= Document extract =
..........
Memorials in St. James’ Church
The first church to be built in Delhi, it was commissioned by Colonel James Skinner in 1836. He built it at his own expense, spending the princely sum of 95,000 rupees. It was designed by Major Robert Smith and took ten years to complete. It is constructed on a cruciform (Greek Cross) plan with three covered porches, highly decorated stained glass windows and a central, octagonal dome.
The copper ball and cross are said to be copy of a church in Venice. In 1857, these were used as target practice by the Sepoys, sustaining irreparable damage and were eventually replaced. The church itself was damaged by shellfire during the uprising.
“Striving against carelessness and neglect in religious observance” the REverend Jennings and the poor girls
In 1857, Miss Annie Margaret Jennings was engaged to be married to Mr. Charlie Thomason of the Bengal Engineers – son of the former Lieutenant General of Punjab. Helping her prepare for her wedding was Mary Jane Alicia Clifford, just 24 years old, who had come out to India to keep house for her brother, Wigram Clifford, aged 23, of the Bengal Civil Service, Mewati Outpost, Gurgaon.
They were all sharing the lodgings with Captain Douglas of the Palace Guard and his wife.
Annie had only recently arrived in Delhi – in 1857 – having travelled out from England to keep house for her father while her mother was back home. She was a lovely 21 year old blonde, she had caught the eye of Mr. Lieutenant Thomason, who sang bass in the choir which Annie had organised. Annie and “the beautiful Miss Clifford” with the vivacious enthusiasm of youth, had had a positive effect on the officers of Delhi. The men braved the lengthy, fiery sermons of Reverend Jennings, to spend some time in the company of 2 pretty girls despite the exertions of morality by the Reverend. For exert himself he did, but not in a way designed to bring anyone any comfort.
..........
= Given information =
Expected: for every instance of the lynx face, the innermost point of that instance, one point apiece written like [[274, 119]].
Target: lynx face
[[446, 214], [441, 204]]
..........
In the St. James' Church text, who designed the church?

Major Robert Smith